:: Available data

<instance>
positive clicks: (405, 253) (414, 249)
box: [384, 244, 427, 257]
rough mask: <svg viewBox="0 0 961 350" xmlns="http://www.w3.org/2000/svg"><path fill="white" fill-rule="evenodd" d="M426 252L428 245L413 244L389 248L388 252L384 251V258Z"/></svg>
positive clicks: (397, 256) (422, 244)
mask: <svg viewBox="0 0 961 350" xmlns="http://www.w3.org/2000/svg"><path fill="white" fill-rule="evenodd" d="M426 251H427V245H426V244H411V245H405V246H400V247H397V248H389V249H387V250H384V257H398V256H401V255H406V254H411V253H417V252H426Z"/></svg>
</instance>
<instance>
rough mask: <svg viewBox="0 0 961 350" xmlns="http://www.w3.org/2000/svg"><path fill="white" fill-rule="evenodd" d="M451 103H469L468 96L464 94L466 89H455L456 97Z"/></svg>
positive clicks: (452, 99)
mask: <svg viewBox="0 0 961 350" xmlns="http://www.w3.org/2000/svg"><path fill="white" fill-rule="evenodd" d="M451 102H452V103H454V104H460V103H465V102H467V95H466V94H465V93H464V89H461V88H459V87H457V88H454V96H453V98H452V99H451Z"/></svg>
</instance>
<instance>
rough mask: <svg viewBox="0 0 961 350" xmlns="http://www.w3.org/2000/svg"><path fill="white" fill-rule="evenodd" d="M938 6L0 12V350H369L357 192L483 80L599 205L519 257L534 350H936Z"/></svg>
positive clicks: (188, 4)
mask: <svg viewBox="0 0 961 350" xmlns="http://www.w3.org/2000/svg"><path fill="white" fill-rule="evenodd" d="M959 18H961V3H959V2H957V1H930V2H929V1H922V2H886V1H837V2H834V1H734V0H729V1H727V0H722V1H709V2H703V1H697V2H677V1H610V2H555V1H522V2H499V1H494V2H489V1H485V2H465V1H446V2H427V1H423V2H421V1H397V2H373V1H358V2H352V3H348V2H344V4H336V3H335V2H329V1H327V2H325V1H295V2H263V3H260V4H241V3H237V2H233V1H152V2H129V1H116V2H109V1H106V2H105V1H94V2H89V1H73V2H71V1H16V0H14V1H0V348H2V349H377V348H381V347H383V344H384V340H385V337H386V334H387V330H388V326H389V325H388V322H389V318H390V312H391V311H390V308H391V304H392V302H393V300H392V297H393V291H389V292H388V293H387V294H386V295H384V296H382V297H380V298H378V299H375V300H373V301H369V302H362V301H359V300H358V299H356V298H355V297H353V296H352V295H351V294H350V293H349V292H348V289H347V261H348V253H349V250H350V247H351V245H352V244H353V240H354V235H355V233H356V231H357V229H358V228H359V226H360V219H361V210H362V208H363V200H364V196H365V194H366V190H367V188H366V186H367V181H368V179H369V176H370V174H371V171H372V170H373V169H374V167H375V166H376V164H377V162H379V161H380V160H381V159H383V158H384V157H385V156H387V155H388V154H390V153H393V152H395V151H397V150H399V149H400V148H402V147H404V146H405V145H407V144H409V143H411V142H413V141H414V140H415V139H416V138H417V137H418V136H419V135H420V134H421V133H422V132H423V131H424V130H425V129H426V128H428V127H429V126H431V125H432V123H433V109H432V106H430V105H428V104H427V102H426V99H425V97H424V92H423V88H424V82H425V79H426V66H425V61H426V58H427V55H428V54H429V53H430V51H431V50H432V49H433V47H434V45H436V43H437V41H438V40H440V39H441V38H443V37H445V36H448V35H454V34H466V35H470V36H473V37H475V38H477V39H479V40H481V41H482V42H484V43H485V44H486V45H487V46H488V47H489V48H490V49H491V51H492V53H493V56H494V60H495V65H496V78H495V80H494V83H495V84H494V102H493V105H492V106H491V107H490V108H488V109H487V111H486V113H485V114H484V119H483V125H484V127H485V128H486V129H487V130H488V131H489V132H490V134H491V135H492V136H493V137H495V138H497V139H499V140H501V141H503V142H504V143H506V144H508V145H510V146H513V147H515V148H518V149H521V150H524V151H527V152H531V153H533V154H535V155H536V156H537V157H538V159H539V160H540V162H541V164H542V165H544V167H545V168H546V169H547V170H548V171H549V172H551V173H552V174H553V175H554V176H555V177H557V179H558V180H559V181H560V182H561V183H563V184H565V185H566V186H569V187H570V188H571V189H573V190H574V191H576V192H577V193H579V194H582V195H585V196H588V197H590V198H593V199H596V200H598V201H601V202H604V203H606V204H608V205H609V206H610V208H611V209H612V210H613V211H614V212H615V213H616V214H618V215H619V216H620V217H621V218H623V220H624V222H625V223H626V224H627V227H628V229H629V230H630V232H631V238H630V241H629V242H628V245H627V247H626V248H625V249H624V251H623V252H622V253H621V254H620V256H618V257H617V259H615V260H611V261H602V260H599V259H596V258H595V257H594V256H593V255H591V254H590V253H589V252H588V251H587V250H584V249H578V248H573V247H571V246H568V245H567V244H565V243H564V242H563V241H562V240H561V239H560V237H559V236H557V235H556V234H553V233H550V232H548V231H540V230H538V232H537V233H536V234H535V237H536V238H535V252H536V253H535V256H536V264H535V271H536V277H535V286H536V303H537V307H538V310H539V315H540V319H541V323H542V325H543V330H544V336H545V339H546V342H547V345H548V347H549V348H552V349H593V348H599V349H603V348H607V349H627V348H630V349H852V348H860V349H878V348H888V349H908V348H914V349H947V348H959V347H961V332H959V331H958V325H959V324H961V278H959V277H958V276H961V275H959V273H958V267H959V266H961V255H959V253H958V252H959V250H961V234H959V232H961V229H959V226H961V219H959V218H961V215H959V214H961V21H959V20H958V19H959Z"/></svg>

::::

_Task item:_
Return the full listing, character for character.

_The answer:_
<instance>
positive clicks: (405, 253) (414, 249)
box: [384, 244, 427, 257]
rough mask: <svg viewBox="0 0 961 350" xmlns="http://www.w3.org/2000/svg"><path fill="white" fill-rule="evenodd" d="M426 252L428 245L413 244L389 248L388 252L384 251V258Z"/></svg>
positive clicks: (397, 256) (422, 244)
mask: <svg viewBox="0 0 961 350" xmlns="http://www.w3.org/2000/svg"><path fill="white" fill-rule="evenodd" d="M426 251H427V245H426V244H411V245H405V246H400V247H397V248H389V249H387V250H384V257H398V256H401V255H406V254H411V253H417V252H426Z"/></svg>
</instance>
<instance>
rough mask: <svg viewBox="0 0 961 350" xmlns="http://www.w3.org/2000/svg"><path fill="white" fill-rule="evenodd" d="M451 103H469L468 96L464 94L466 89H455L456 97Z"/></svg>
positive clicks: (452, 99)
mask: <svg viewBox="0 0 961 350" xmlns="http://www.w3.org/2000/svg"><path fill="white" fill-rule="evenodd" d="M451 102H452V103H454V104H460V103H465V102H467V95H466V94H465V93H464V89H461V88H459V87H457V88H454V96H453V98H452V99H451Z"/></svg>
</instance>
<instance>
rough mask: <svg viewBox="0 0 961 350" xmlns="http://www.w3.org/2000/svg"><path fill="white" fill-rule="evenodd" d="M938 6L0 12V350H369L357 192L483 80L599 205L519 257L534 350H936Z"/></svg>
positive clicks: (188, 4)
mask: <svg viewBox="0 0 961 350" xmlns="http://www.w3.org/2000/svg"><path fill="white" fill-rule="evenodd" d="M959 18H961V3H959V2H957V1H930V2H929V1H922V2H886V1H837V2H834V1H734V0H729V1H727V0H722V1H709V2H703V1H697V2H677V1H610V2H555V1H522V2H499V1H494V2H489V1H485V2H465V1H446V2H427V1H423V2H421V1H397V2H373V1H358V2H352V3H348V2H344V4H336V3H335V2H329V1H327V2H325V1H295V2H263V3H260V4H241V3H237V2H233V1H152V2H129V1H116V2H109V1H106V2H105V1H94V2H89V1H73V2H71V1H16V0H14V1H0V348H2V349H377V348H381V347H383V344H384V340H385V337H386V334H387V330H388V326H389V325H388V322H389V318H390V312H391V311H390V308H391V304H392V302H393V300H392V297H393V291H389V292H388V293H387V294H386V295H384V296H382V297H380V298H378V299H375V300H373V301H369V302H362V301H359V300H358V299H356V298H355V297H353V296H352V295H351V294H350V293H349V292H348V289H347V261H348V253H349V250H350V247H351V245H352V244H353V240H354V235H355V233H356V231H357V229H358V228H359V226H360V219H361V210H362V208H363V200H364V196H365V194H366V190H367V188H366V186H367V181H368V179H369V176H370V174H371V171H372V170H373V169H374V167H375V166H376V164H377V162H379V161H380V160H381V159H383V158H384V157H385V156H387V155H388V154H390V153H393V152H395V151H397V150H399V149H400V148H402V147H404V146H405V145H407V144H409V143H411V142H413V141H414V140H415V139H416V138H417V137H418V136H419V135H420V134H421V133H422V132H423V131H424V130H425V129H426V128H428V127H429V126H431V125H432V123H433V109H432V106H430V105H428V104H427V102H426V99H425V97H424V92H423V88H424V82H425V79H426V66H425V61H426V58H427V55H428V54H429V53H430V51H431V50H432V49H433V47H434V45H436V43H437V41H438V40H440V39H441V38H443V37H445V36H448V35H454V34H466V35H470V36H473V37H475V38H477V39H479V40H481V41H482V42H484V43H485V44H486V45H487V46H488V47H489V48H490V49H491V51H492V53H493V56H494V60H495V65H496V78H495V80H494V83H495V84H494V102H493V105H492V106H491V107H490V108H488V109H487V111H486V113H485V114H484V119H483V125H484V127H485V128H486V129H487V130H488V131H489V132H490V134H491V135H492V136H493V137H495V138H497V139H499V140H501V141H503V142H504V143H506V144H508V145H510V146H513V147H515V148H518V149H521V150H524V151H527V152H531V153H533V154H535V155H536V156H537V157H538V159H539V160H540V162H541V164H542V165H544V167H545V168H546V169H547V170H548V171H549V172H551V173H552V174H553V175H554V176H555V177H557V179H558V180H559V181H560V182H561V183H563V184H565V185H566V186H569V187H570V188H571V189H573V190H574V191H576V192H577V193H579V194H582V195H585V196H588V197H590V198H593V199H596V200H598V201H601V202H604V203H606V204H608V205H609V206H610V208H611V209H612V210H613V211H614V212H615V213H616V214H618V215H619V216H620V217H621V218H623V220H624V222H625V223H626V224H627V227H628V229H629V230H630V232H631V238H630V241H629V242H628V245H627V247H626V248H625V249H624V251H623V252H622V253H621V254H620V256H618V257H617V259H615V260H611V261H602V260H599V259H596V258H595V257H594V256H593V255H591V254H590V253H589V252H588V251H587V250H584V249H578V248H573V247H571V246H568V245H567V244H565V243H564V242H563V241H562V240H561V239H560V237H559V236H557V235H556V234H553V233H550V232H548V231H540V230H538V232H537V233H536V234H535V237H536V238H535V252H536V253H535V256H536V264H535V271H536V277H535V286H536V303H537V307H538V310H539V315H540V319H541V323H542V325H543V330H544V336H545V339H546V342H547V345H548V347H549V348H552V349H593V348H599V349H603V348H607V349H627V348H630V349H852V348H860V349H878V348H888V349H908V348H914V349H947V348H959V347H961V332H959V331H958V325H959V324H961V278H959V277H958V276H961V275H959V273H958V267H959V266H961V255H959V253H958V252H959V250H961V234H959V232H961V229H959V226H961V219H959V218H961V215H959V214H961V21H959V20H958V19H959Z"/></svg>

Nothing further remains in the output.